(Records excerpted from a collection)

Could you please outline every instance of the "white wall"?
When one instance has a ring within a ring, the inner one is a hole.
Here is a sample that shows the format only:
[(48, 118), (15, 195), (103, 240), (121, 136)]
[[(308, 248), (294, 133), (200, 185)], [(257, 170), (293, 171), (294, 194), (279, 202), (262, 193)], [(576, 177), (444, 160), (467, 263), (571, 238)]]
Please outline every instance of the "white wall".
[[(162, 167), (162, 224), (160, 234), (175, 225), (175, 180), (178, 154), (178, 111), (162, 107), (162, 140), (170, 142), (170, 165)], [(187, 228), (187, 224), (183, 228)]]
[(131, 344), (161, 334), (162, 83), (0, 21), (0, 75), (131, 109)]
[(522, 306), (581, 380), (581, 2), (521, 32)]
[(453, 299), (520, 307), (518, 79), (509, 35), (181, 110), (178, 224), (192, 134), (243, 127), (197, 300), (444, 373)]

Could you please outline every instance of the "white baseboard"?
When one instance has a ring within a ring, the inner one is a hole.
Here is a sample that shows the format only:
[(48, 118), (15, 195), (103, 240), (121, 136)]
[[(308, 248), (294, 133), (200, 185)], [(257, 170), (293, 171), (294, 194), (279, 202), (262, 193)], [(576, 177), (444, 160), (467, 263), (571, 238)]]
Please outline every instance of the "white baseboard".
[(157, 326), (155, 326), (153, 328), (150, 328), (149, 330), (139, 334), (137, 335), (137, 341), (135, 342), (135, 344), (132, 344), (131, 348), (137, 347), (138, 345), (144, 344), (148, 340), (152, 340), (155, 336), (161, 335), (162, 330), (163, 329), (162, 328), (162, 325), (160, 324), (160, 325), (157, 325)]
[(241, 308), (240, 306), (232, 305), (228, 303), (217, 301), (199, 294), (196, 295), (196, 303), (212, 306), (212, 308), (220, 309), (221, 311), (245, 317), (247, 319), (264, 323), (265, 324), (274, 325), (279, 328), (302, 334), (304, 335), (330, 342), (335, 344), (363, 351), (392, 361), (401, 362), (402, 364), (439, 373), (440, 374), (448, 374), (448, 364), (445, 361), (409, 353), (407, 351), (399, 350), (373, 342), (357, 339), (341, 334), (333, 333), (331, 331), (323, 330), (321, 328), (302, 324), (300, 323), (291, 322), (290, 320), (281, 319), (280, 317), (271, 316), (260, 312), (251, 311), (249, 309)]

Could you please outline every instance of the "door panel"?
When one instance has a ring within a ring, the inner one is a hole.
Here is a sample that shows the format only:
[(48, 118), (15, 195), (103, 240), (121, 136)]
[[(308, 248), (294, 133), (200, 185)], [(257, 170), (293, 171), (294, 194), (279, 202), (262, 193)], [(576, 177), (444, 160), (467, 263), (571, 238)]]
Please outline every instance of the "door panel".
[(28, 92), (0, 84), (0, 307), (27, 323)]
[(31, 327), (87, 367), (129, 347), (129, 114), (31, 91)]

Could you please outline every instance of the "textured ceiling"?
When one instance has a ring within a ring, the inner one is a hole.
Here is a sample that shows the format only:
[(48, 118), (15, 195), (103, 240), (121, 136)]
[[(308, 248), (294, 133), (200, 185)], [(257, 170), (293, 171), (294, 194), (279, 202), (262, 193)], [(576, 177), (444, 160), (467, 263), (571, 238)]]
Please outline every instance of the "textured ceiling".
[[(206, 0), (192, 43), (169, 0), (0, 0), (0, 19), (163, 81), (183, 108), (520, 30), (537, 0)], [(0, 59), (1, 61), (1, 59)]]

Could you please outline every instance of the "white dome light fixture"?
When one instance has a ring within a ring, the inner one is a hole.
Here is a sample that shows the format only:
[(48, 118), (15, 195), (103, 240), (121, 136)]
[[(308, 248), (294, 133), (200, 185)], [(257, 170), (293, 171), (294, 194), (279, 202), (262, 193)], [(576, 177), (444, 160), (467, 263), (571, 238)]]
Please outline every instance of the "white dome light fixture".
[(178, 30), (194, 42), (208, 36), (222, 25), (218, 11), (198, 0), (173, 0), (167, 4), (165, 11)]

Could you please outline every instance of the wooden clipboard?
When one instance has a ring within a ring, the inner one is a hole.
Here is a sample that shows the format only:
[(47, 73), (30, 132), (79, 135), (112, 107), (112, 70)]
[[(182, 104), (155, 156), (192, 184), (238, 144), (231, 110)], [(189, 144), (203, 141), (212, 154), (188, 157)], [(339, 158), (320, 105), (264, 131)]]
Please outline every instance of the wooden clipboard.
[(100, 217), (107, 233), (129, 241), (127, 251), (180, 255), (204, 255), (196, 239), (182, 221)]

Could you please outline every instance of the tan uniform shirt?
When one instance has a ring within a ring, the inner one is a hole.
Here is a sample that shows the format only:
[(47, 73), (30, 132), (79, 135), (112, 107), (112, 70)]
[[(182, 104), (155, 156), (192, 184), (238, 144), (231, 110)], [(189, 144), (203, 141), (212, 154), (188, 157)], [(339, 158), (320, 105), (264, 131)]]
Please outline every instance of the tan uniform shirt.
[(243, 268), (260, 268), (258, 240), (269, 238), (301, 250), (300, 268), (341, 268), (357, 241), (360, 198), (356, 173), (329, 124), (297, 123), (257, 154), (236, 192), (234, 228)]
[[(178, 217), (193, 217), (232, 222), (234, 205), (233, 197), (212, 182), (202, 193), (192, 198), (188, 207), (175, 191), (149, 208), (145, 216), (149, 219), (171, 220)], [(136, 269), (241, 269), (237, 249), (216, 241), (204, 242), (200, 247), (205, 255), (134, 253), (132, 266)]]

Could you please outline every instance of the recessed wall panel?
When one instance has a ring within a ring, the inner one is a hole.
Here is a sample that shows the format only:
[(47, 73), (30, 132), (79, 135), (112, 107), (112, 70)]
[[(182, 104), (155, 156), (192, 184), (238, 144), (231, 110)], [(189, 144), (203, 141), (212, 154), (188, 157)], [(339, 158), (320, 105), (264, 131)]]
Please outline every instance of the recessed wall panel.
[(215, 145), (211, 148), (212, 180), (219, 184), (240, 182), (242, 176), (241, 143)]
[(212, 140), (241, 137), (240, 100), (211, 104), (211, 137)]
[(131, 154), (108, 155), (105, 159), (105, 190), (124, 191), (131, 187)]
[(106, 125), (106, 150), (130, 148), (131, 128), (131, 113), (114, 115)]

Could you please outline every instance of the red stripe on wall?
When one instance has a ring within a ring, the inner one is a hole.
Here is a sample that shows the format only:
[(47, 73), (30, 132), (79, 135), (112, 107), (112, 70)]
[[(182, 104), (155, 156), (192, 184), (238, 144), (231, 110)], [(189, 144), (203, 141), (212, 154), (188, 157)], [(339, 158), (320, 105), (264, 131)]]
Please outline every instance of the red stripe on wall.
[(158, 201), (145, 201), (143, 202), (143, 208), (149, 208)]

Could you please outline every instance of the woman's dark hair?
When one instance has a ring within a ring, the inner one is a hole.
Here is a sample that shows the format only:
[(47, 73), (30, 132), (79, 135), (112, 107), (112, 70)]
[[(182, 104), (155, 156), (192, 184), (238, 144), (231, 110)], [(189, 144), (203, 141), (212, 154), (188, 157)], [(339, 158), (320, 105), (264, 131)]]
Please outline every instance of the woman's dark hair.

Objective
Your task is to transcribe the listing above in full, exactly as given.

Task result
Could you please outline every instance of the "white wall"?
When one instance has a ring within a ring, the inner one is a hole.
Here is a sample that shows the format only:
[(48, 118), (15, 195), (103, 240), (121, 136)]
[[(308, 248), (294, 133), (200, 185)], [(257, 170), (293, 171), (294, 194), (279, 202), (262, 193)], [(576, 177), (444, 160), (467, 263), (571, 238)]]
Please outline every instance of the "white wall".
[[(162, 167), (162, 224), (160, 234), (175, 225), (175, 180), (178, 154), (178, 111), (162, 107), (162, 140), (170, 142), (170, 165)], [(187, 228), (187, 224), (183, 228)]]
[(131, 344), (161, 334), (162, 83), (0, 21), (0, 75), (131, 109)]
[(522, 306), (581, 380), (581, 2), (521, 32)]
[(453, 299), (520, 307), (518, 79), (509, 35), (181, 110), (178, 224), (192, 134), (243, 127), (197, 300), (444, 373)]

Could you please outline every instance of the "white baseboard"?
When one instance has a ring within a ring, the inner one is a hole.
Here is a sample that shows the format only:
[(48, 118), (15, 195), (103, 240), (121, 136)]
[[(308, 248), (294, 133), (200, 185)], [(257, 170), (293, 171), (294, 194), (279, 202), (262, 193)], [(576, 177), (444, 160), (467, 263), (571, 238)]]
Please outline every instance of the "white baseboard".
[(157, 326), (155, 326), (153, 328), (150, 328), (149, 330), (139, 334), (137, 335), (137, 341), (135, 342), (135, 344), (132, 344), (131, 348), (137, 347), (138, 345), (144, 344), (148, 340), (152, 340), (155, 336), (161, 335), (162, 330), (163, 329), (162, 328), (162, 325), (160, 324), (160, 325), (157, 325)]
[(241, 308), (240, 306), (232, 305), (228, 303), (217, 301), (199, 294), (196, 295), (196, 303), (212, 306), (212, 308), (220, 309), (221, 311), (245, 317), (247, 319), (264, 323), (265, 324), (274, 325), (279, 328), (302, 334), (304, 335), (330, 342), (335, 344), (363, 351), (392, 361), (401, 362), (402, 364), (439, 373), (440, 374), (448, 374), (448, 364), (445, 361), (409, 353), (407, 351), (399, 350), (373, 342), (357, 339), (341, 334), (333, 333), (331, 331), (323, 330), (321, 328), (302, 324), (300, 323), (291, 322), (290, 320), (281, 319), (280, 317), (271, 316), (260, 312), (251, 311), (249, 309)]

Could you please outline every instance of the "door panel"?
When one instance has a ring within a ring, the inner one is a hole.
Here is a sample that shows the format only:
[(48, 118), (15, 195), (103, 240), (121, 136)]
[[(308, 248), (294, 133), (200, 185)], [(257, 170), (293, 171), (294, 194), (279, 202), (262, 193)], [(576, 177), (444, 160), (467, 263), (571, 238)]]
Please outline every instance of the "door panel".
[(28, 92), (0, 84), (0, 307), (27, 323)]
[(31, 327), (87, 367), (129, 347), (129, 114), (31, 91)]

Could you please outline every instance of the "textured ceiling"?
When one instance has a ring within a ring, the inner one is a hole.
Here is a sample that shows the format only:
[(48, 118), (15, 195), (103, 240), (121, 136)]
[[(308, 248), (294, 133), (200, 185)], [(257, 170), (293, 171), (294, 194), (279, 202), (262, 193)], [(576, 177), (444, 160), (467, 263), (571, 238)]]
Please outline every instance of the "textured ceiling".
[[(206, 0), (192, 43), (169, 0), (0, 0), (0, 19), (163, 81), (183, 108), (520, 30), (537, 0)], [(0, 59), (1, 61), (1, 59)]]

Could you please outline every instance of the "white dome light fixture"?
When one instance has a ring within a ring, the inner one is a hole.
Here is a sample that shows the format only:
[(48, 118), (15, 195), (103, 240), (121, 136)]
[[(308, 248), (294, 133), (200, 185)], [(257, 170), (293, 171), (294, 194), (279, 202), (262, 193)], [(576, 177), (444, 160), (467, 263), (571, 238)]]
Please outline every instance of the "white dome light fixture".
[(178, 30), (194, 42), (208, 36), (222, 25), (218, 11), (198, 0), (173, 0), (167, 4), (165, 11)]

Could you please outline every instance of the wooden clipboard?
When one instance has a ring within a ring, the inner one is a hole.
Here is a sample that shows the format only:
[(47, 73), (30, 132), (79, 135), (112, 107), (112, 70)]
[[(182, 104), (155, 156), (192, 184), (238, 144), (231, 110)], [(189, 144), (203, 141), (212, 154), (188, 157)], [(339, 158), (320, 105), (264, 131)]]
Please outline every instance of the wooden clipboard.
[(100, 217), (107, 233), (129, 241), (127, 251), (180, 255), (204, 255), (196, 239), (182, 221)]

Could you please outline every instance of the tan uniform shirt?
When one instance has a ring within a ring, the inner one is a hole.
Here is a sample that shows the format only:
[(47, 73), (30, 132), (79, 135), (112, 107), (112, 70)]
[[(182, 104), (155, 156), (192, 184), (238, 144), (231, 110)], [(189, 144), (203, 141), (212, 154), (188, 157)], [(339, 158), (320, 105), (264, 131)]]
Please outline every instance of the tan uniform shirt.
[(243, 268), (260, 268), (258, 240), (269, 238), (301, 250), (300, 268), (341, 268), (357, 241), (360, 198), (356, 173), (329, 124), (297, 123), (257, 154), (236, 192), (234, 228)]
[[(178, 217), (193, 217), (232, 222), (234, 205), (233, 197), (212, 182), (202, 193), (192, 198), (188, 207), (175, 191), (149, 208), (145, 216), (149, 219), (171, 220)], [(136, 269), (241, 269), (237, 249), (216, 241), (204, 242), (200, 247), (205, 255), (134, 253), (132, 266)]]

Could you please outline every instance of the recessed wall panel?
When one instance has a ring within a ring, the inner one is a hole.
Here is a sample that shows the format only:
[(47, 73), (30, 132), (79, 135), (112, 107), (112, 70)]
[[(182, 104), (155, 156), (192, 184), (238, 144), (231, 110)], [(189, 144), (203, 141), (212, 154), (188, 157)], [(339, 158), (320, 105), (264, 131)]]
Please outline every instance of the recessed wall panel.
[(215, 145), (211, 148), (212, 180), (219, 184), (240, 182), (242, 176), (241, 143)]
[(212, 140), (241, 137), (240, 100), (211, 104), (211, 137)]
[(131, 154), (108, 155), (105, 159), (105, 190), (124, 191), (131, 187)]
[(106, 125), (106, 150), (130, 148), (131, 128), (131, 113), (114, 115)]

Could you please outline every instance of the red stripe on wall?
When one instance has a ring within a ring, the inner one is a hole.
Here is a sample that shows the format only:
[(47, 73), (30, 132), (79, 135), (112, 107), (112, 70)]
[[(182, 104), (155, 156), (192, 184), (238, 144), (231, 110)], [(189, 144), (203, 141), (212, 154), (188, 157)], [(339, 158), (320, 105), (264, 131)]]
Please outline every instance of the red stripe on wall.
[(158, 201), (145, 201), (143, 202), (143, 208), (149, 208)]

Could you please outline every instance of the woman's dark hair?
When one instance has a ring within a ring, the inner one is a hole.
Here is a sample that shows the format only:
[(47, 73), (30, 132), (79, 135), (112, 107), (112, 70)]
[[(182, 104), (155, 156), (192, 184), (238, 144), (231, 110)], [(189, 144), (203, 141), (212, 154), (188, 157)], [(339, 158), (320, 105), (264, 131)]]
Please outline every instance of the woman's dark hair.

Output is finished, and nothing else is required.